— WHAT NEEDS TO BE DONE —
Rewrite the entries starting at the beginning and ending at the line containing "Target: snow-capped mountain", swapping "segmenter" for "annotator" and leaving everything else unchanged.
* Begin STORED ROWS *
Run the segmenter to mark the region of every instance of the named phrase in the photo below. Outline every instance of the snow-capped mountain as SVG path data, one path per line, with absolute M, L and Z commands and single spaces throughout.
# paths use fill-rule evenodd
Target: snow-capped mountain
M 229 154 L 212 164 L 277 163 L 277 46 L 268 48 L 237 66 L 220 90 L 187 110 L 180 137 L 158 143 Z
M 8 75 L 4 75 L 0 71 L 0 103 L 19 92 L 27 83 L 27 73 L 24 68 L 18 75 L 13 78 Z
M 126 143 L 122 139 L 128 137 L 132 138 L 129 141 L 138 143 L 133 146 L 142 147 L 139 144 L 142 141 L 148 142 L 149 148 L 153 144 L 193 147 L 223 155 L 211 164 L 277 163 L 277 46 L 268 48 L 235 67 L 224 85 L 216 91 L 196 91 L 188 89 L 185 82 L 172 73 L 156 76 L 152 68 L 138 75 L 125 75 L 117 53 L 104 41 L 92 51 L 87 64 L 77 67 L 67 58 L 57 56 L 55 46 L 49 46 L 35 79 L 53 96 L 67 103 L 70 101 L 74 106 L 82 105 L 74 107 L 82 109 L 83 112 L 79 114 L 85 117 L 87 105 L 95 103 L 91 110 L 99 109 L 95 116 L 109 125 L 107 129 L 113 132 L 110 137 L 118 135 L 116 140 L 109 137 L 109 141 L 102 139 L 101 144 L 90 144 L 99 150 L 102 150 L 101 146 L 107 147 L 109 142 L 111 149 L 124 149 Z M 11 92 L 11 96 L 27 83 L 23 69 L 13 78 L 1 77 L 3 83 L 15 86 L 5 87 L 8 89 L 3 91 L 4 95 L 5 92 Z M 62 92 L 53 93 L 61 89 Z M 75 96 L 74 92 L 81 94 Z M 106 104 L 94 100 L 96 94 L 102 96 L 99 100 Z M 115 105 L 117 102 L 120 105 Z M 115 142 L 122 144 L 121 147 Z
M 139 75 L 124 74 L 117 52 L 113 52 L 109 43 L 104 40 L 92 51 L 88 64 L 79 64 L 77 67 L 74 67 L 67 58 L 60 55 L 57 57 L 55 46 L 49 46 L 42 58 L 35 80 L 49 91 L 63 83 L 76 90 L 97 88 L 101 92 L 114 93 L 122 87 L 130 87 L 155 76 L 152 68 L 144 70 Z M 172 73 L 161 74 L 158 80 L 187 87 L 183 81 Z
* End STORED ROWS *
— EXPECTED OUTPUT —
Run the annotator to mark the region of every instance of the named phrase in the photo below. Outline every instance of the snow-capped mountain as SVG path data, one path per line, with absolute M, L and Z commands and single spaces throughout.
# paths use fill-rule evenodd
Target: snow-capped mountain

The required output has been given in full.